> **Задание**: Продолжите приведённый ниже отрывок о том, как Глеб переживает душевную боль через болезнь тела, начав сразу после его последнего предложения.

> **Показанный отрывок**:
Почему так сложно, через такое количество персон и предметов герой выражает драматизм, болезненность кризисно-ключевого события истории? По воле автора, исследовательски жесткого ко многим своим персонажам (достойнейшим, необычным личностям), Глеб не умеет говорить о своих внутренних взрывах и обморожениях, проживать это. Он не знает, как лечить душевные царапины и травмы: герой даже не «забивал» это в поисковой строке браузера. Физическая болезнь, конечно, страшит Глеба, но она понятна (!). О ней многое известно: с чего начинается, как развивается, как убивает. Болезнь — экстраполирована, проявлена через тремор руки (а это видимая часть души музыканта), неподвижность. Это еще одно жесткое волевое решение автора: он не позволил герою понять, что его душе больно, а «заставил» страдать его тело.

Исходные строки:

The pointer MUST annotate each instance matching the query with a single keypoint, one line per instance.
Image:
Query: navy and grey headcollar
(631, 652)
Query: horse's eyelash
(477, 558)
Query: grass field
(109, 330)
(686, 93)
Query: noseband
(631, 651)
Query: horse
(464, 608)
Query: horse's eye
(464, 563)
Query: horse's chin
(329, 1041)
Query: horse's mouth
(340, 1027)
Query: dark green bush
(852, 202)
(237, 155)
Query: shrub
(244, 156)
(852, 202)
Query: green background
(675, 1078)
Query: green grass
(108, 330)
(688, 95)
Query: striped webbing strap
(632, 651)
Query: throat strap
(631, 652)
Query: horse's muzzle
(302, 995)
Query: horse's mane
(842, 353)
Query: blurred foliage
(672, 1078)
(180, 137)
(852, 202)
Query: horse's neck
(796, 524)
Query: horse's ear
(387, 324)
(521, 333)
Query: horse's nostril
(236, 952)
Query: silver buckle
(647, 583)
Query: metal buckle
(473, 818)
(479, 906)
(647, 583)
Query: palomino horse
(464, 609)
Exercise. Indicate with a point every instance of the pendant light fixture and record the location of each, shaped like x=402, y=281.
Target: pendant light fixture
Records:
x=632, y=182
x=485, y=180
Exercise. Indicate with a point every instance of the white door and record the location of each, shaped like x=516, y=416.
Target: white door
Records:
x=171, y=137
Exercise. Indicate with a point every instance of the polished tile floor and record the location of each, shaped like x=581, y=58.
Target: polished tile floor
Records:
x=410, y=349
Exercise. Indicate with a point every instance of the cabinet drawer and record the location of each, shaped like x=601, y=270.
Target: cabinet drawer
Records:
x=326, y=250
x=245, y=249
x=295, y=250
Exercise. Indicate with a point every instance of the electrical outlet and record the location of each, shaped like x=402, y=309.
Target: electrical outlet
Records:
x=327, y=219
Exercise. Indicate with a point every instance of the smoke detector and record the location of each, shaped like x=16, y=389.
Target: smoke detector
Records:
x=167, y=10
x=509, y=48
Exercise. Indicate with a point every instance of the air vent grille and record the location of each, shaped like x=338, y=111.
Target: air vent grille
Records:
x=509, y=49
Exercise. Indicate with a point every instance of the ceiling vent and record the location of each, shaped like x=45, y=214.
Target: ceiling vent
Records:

> **Поле ответа**:
Герой почти не ощущает себя вовне. Мог бы автор поставить его перед зеркалом? Мог бы Глеб (очень привлекательный, догадываемся мы) увидеть, узнать и принять свое отражение — как свой аватар хотя бы, если не себя как такового?.. Нет: без ограничивающих «но» и искупительных «при этом». Неотраженность, непроявленность в жизни — это и есть драматургия героя, его тайна, философия и главная черта характера.
Глеб, хотя жизненная событийность являлась к нему чаще светлой стороной, на самом деле жизни боится. Это кажется невозможным при тотальной (и фатальной) публичности его профессии. Он узнаваем, он видим. Мы охотно верим автору, когда читаем о выступлениях музыканта в огромных залах, о появлении в обществе, в толпе. Но всё же мы героя не видим, потому что он — невидим. Можно и наоборот: он невидим, потому что мы его не видим. Как аудитория, которой Евгений Водолазкин рассказывает историю Глеба Яновского, мы принимаем именно этот факт. Герой скрывает себя и живет душевно, сущностно непроявленно — даже для самых близких. Даже для любящей жены Кати, которая помогает ему быть социально видимым. Его способ непроявленной жизни — от принятых, но не пережитых, ни с кем не разделенных боли и страха. От боли испытать боль. От страха испытать страх.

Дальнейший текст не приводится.